(Saved data entries)
— BEGIN —
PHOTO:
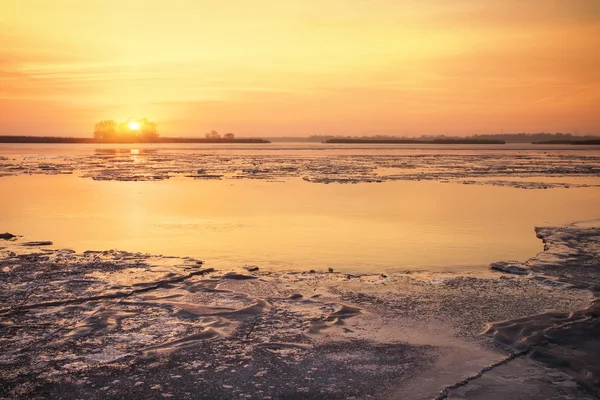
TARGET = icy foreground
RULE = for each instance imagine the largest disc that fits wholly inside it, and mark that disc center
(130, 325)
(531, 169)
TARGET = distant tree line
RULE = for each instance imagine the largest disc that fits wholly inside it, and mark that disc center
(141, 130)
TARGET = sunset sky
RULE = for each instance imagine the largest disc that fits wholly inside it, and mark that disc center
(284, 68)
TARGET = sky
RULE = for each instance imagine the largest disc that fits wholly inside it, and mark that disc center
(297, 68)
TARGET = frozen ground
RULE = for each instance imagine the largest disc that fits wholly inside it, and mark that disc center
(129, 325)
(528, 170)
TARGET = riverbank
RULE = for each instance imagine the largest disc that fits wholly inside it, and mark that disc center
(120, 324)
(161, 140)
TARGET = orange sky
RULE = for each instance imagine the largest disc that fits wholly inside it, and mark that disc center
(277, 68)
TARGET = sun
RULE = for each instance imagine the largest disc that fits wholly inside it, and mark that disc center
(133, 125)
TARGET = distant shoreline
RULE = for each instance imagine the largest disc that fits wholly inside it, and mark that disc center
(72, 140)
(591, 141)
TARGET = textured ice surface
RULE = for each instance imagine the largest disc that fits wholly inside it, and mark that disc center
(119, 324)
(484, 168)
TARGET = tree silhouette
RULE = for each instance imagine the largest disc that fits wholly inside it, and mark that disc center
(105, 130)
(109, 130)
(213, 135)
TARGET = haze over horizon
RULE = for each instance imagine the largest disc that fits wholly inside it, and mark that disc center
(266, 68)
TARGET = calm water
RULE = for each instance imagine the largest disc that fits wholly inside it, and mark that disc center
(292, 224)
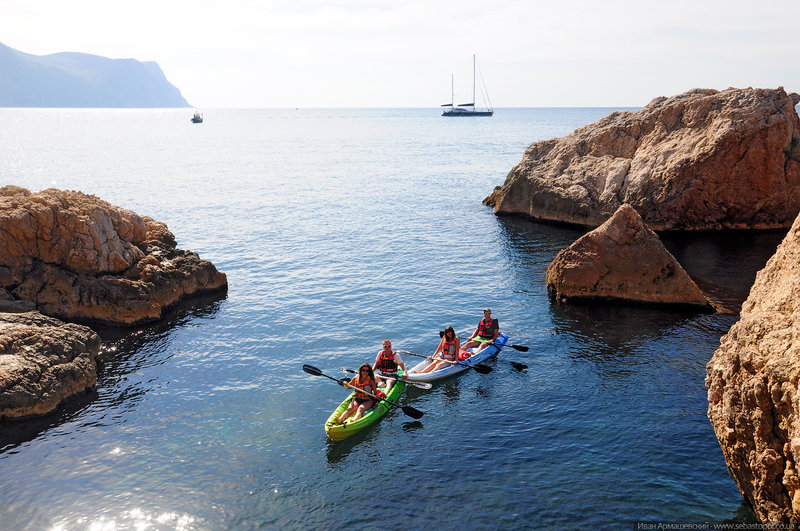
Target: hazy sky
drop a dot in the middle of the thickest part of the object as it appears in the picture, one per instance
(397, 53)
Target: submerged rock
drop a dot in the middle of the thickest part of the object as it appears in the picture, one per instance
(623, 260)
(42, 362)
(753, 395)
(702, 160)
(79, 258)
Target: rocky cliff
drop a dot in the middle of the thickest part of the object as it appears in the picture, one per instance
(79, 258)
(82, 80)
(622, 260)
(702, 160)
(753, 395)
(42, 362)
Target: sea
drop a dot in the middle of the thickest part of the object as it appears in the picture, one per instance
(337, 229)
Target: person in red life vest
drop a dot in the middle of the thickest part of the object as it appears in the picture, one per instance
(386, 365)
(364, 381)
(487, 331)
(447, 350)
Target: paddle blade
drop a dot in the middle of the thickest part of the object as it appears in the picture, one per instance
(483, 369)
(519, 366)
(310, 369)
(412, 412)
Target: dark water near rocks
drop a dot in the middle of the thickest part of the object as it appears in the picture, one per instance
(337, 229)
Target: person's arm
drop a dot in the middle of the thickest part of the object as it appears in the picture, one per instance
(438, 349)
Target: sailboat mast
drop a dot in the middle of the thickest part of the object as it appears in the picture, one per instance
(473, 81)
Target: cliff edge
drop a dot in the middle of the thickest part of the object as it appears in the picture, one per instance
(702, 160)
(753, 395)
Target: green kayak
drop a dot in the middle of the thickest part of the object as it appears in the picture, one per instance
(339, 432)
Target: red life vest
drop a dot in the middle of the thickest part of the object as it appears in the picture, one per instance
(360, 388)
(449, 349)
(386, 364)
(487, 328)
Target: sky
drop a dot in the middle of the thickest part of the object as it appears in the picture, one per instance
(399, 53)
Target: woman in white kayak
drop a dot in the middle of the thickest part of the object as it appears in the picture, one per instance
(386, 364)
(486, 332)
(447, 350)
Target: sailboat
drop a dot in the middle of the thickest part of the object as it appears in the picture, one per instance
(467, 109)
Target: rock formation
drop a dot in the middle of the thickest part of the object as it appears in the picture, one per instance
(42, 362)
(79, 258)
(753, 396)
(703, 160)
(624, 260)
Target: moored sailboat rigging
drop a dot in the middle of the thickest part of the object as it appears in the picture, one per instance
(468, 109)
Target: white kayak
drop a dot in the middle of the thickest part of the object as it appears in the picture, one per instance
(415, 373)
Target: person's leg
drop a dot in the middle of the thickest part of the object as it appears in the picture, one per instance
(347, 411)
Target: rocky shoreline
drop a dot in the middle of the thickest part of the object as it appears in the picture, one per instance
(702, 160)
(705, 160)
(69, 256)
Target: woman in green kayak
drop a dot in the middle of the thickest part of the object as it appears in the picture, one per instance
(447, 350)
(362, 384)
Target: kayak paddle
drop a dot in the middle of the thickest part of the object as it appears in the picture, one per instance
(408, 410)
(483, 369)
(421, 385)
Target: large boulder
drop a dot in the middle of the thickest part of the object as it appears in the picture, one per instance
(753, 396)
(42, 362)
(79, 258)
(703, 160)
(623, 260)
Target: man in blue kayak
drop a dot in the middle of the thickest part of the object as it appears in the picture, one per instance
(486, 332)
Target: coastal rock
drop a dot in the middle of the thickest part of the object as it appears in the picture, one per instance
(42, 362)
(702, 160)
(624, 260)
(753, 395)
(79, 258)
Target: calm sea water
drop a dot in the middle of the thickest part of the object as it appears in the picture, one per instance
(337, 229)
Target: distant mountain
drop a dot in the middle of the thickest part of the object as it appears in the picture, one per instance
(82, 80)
— END —
— BEGIN —
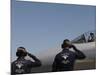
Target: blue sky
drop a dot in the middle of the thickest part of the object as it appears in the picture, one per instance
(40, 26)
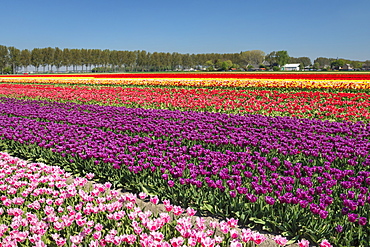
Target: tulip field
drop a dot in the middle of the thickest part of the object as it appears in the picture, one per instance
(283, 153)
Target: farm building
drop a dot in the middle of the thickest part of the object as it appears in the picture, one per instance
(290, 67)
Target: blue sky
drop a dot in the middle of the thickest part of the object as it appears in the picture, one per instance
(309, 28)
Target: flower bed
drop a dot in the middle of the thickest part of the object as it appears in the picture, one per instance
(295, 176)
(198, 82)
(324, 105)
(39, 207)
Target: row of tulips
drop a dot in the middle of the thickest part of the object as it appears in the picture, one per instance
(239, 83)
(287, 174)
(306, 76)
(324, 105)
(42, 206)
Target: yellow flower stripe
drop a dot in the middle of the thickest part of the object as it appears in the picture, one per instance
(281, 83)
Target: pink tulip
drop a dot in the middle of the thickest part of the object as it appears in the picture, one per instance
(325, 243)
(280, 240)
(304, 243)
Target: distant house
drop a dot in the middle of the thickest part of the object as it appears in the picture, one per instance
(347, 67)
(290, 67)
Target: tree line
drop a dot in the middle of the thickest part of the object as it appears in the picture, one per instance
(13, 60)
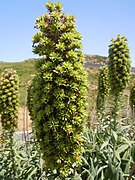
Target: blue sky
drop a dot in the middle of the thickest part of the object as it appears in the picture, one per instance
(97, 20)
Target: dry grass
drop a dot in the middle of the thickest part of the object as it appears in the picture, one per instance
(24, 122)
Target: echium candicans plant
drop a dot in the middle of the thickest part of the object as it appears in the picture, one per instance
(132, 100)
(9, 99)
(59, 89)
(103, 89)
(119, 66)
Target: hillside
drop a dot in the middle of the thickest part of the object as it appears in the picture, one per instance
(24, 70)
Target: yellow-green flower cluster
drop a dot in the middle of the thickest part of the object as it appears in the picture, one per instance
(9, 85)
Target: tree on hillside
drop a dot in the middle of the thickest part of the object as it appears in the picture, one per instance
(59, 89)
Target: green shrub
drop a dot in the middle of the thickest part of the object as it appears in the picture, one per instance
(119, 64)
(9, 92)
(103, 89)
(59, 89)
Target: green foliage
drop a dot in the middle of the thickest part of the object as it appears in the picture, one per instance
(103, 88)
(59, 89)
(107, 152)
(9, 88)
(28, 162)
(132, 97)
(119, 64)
— END —
— BEGIN —
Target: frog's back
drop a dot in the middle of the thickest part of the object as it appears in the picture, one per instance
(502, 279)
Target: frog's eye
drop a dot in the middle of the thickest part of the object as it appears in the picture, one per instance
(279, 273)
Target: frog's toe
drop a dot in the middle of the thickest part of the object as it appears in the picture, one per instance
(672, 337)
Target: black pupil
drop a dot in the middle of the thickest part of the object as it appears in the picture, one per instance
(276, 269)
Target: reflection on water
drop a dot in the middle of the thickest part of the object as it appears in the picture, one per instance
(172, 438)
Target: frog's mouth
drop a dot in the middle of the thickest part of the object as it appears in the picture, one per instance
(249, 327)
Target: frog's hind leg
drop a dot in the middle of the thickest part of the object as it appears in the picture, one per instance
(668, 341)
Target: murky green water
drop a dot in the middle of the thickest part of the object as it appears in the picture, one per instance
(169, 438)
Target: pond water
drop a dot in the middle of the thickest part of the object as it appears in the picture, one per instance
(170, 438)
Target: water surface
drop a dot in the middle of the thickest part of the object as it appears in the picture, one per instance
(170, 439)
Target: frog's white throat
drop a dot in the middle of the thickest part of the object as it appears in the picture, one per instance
— END —
WHAT IS EXPECTED >> How many lines in the entries above contain the word "distant"? Reply with the number alone.

EXERCISE RESPONSE >> 4